● **EXTRACTO DE PÁGINA**
□ □ □ □ □ □ □

La resistencia retórica (Fragmentos complementarios a Miércoles Cultural)

diciembre 18, 2010 § Deja un comentario

En la edición digital de La Razón se publica una “foto de familia” más amplia bajo el título “El Reina Sofía se confiesa”. Por lo que se puede leer en el artículo esta confesión debe de hacer referencia al número de coches oficiales, políticos y gestores culturales de altos vuelos que congregó el evento y que destaca esta crónica social en la que el análisis de la nueva propuesta expositiva es meramente anecdótica. En esta imagen podemos ver que en el extremo izquierdo de la foto asoma la figura incompleta del actual director del Museo Nacional Centro de Arte Reina Sofía, Manuel Borja Villel, que parece estar estar atento a lo que está comentando José Lladó.

□ □ □ □ □ □ □

● **SEGMENTO DE DATOS**

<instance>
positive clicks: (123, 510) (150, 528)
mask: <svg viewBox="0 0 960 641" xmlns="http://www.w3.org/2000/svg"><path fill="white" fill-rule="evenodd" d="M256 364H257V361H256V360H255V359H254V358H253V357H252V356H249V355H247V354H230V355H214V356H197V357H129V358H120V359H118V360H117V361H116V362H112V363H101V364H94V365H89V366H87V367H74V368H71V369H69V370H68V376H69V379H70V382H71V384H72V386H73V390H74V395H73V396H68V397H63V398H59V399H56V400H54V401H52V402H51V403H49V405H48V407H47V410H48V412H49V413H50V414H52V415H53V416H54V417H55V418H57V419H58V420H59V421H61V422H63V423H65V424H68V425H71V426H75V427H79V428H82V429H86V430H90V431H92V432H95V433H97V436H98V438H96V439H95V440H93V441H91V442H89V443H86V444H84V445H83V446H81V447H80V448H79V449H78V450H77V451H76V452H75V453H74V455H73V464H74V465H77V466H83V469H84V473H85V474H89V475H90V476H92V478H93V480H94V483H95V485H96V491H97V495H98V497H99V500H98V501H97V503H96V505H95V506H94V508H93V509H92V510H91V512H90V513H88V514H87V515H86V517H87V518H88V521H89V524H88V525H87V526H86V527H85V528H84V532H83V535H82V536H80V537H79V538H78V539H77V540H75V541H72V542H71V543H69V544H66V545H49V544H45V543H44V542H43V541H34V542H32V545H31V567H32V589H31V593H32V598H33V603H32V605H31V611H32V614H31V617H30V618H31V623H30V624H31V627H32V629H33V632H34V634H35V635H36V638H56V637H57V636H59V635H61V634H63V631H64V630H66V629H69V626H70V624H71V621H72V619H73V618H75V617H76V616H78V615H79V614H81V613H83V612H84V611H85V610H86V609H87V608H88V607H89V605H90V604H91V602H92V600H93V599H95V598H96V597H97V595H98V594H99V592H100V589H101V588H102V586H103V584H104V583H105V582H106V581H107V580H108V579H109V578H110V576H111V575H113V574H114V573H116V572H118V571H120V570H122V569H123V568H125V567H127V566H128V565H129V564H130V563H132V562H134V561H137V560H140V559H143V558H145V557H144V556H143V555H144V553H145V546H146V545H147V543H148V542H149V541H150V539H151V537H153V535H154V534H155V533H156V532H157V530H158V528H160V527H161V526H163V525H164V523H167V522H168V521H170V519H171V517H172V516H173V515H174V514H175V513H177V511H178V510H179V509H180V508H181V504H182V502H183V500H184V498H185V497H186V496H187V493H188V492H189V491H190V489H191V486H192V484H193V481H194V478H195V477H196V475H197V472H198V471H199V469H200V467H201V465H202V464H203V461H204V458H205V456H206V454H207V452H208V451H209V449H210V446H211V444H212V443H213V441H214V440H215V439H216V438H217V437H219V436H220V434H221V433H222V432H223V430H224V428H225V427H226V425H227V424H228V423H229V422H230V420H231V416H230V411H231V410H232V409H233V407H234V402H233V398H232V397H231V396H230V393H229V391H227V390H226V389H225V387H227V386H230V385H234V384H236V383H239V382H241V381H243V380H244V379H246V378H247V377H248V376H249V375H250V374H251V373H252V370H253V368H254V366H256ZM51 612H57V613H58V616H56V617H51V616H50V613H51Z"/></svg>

□ □ □ □ □ □ □

● **TAREA**
Según el extracto de página, ¿quién es el actual director del Museo Nacional Centro de Arte Reina Sofía? Las líneas no tienen ningún papel en esto.

● **RESPUESTA ESCRITA**
Manuel Borja Villel.